__LISTING__

____________________

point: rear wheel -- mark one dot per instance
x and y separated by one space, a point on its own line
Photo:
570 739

____________________

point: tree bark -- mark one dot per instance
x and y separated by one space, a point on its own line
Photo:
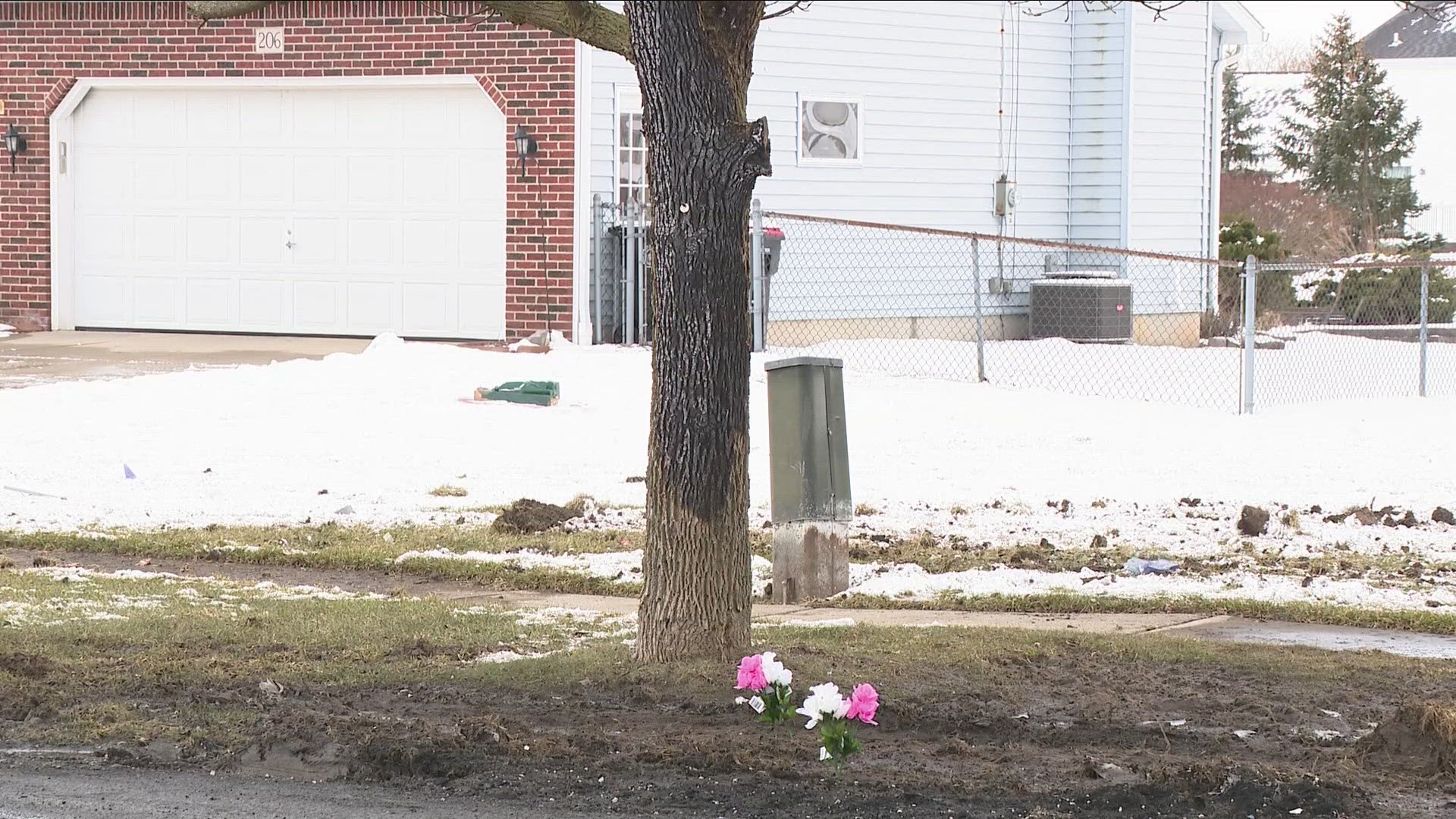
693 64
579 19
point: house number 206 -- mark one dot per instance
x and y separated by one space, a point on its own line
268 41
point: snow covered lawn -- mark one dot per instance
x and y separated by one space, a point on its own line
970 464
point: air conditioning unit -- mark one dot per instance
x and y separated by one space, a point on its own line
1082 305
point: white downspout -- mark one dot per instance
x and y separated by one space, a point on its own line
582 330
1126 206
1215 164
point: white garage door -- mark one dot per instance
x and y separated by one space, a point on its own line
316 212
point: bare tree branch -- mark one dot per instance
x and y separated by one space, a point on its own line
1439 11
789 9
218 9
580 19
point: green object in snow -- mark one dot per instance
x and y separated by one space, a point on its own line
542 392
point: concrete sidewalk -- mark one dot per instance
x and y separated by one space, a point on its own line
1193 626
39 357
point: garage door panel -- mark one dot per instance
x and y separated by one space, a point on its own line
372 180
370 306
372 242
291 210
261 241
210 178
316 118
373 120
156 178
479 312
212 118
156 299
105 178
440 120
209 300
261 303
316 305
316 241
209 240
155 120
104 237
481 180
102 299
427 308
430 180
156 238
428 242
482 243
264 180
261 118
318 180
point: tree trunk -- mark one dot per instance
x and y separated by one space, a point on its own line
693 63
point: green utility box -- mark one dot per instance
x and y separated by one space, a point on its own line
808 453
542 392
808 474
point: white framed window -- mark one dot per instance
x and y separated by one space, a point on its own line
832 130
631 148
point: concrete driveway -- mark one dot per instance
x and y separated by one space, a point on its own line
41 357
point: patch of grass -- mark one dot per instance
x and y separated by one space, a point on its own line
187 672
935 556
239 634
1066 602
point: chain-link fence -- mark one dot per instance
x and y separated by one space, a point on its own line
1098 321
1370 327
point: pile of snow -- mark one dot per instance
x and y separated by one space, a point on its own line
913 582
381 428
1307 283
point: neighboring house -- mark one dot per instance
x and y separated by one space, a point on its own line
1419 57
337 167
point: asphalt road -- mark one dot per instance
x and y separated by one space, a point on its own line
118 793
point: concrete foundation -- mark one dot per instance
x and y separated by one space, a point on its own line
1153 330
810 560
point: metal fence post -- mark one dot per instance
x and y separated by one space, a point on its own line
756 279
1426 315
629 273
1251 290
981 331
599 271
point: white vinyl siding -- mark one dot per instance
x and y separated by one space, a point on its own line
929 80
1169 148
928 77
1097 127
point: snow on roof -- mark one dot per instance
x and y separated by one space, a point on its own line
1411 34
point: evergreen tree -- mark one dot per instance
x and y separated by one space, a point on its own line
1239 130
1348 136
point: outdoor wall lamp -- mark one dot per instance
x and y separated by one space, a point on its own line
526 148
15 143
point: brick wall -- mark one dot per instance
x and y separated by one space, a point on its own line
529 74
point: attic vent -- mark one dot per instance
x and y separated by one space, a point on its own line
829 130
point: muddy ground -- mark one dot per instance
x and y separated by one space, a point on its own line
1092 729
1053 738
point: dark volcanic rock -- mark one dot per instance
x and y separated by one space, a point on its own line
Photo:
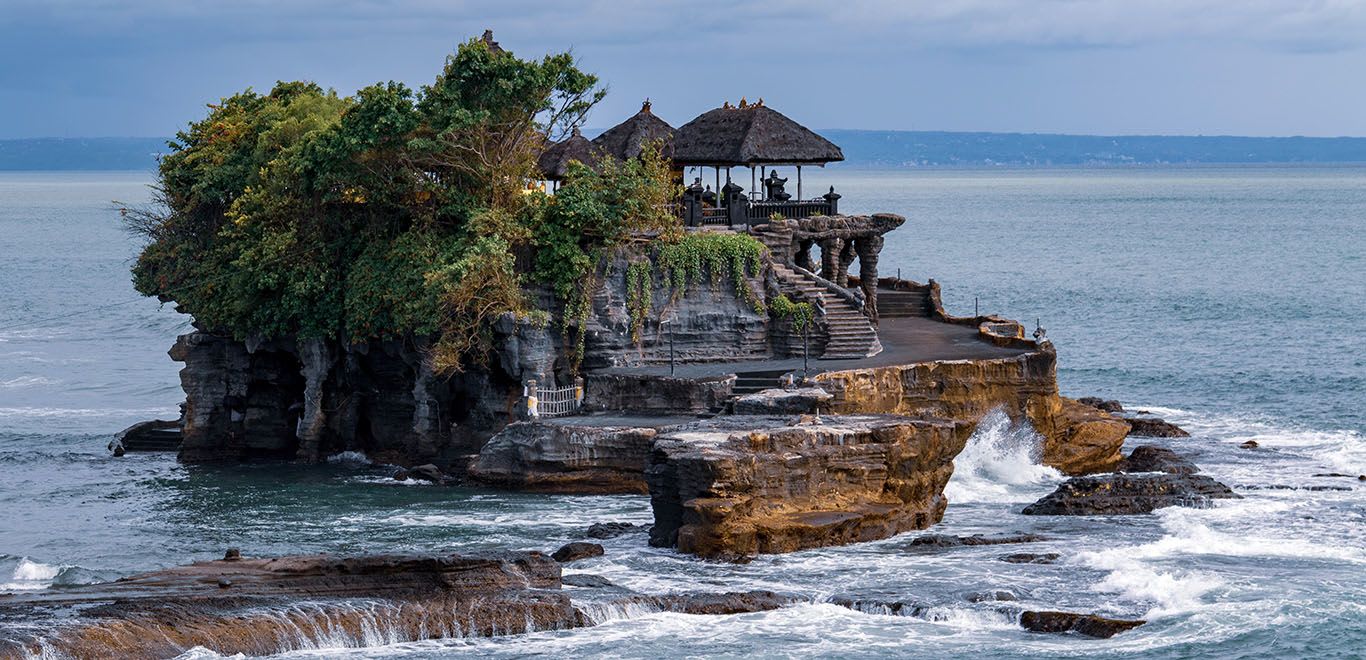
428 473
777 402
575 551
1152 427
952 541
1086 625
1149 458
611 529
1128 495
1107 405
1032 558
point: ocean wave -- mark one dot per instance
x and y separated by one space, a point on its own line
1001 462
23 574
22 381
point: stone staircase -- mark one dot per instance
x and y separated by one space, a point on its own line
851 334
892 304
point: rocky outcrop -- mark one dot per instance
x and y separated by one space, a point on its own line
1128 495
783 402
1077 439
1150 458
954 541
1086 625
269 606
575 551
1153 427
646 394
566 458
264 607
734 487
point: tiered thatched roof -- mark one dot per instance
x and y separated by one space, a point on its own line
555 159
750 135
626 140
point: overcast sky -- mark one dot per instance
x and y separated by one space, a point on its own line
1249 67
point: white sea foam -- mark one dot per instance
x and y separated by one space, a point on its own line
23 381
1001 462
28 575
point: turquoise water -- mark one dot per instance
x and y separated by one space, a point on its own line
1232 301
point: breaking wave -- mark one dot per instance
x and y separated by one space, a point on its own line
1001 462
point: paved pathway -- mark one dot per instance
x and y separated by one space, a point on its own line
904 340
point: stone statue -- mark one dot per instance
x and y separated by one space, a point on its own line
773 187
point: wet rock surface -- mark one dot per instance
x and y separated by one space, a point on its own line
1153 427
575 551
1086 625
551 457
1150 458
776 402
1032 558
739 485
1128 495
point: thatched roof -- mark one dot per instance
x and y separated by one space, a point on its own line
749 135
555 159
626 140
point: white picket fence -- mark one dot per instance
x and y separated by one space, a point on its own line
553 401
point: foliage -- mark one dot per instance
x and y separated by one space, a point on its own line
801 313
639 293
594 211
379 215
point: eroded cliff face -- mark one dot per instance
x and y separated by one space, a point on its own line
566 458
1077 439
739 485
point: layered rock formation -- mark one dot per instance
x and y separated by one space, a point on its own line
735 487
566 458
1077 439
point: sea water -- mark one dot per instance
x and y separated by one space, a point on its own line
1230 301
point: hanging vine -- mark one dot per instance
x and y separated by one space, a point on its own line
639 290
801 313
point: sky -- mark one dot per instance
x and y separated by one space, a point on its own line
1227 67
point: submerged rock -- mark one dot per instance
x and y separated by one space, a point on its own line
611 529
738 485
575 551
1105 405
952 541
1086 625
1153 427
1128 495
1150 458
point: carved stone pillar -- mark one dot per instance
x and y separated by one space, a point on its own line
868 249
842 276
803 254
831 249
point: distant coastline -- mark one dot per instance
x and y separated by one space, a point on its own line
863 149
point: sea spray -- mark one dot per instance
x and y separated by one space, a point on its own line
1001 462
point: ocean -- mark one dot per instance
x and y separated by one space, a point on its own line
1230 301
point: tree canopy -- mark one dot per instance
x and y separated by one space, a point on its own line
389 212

____________________

Extract each line of the data above that contains the string "snow", and list those lines in their original order.

point: snow covered lawn -- mark one dot per instance
point: green object in snow -- mark one dot per instance
point: pile of snow -- mark one dot per instance
point: snow on roof -- mark one dot per instance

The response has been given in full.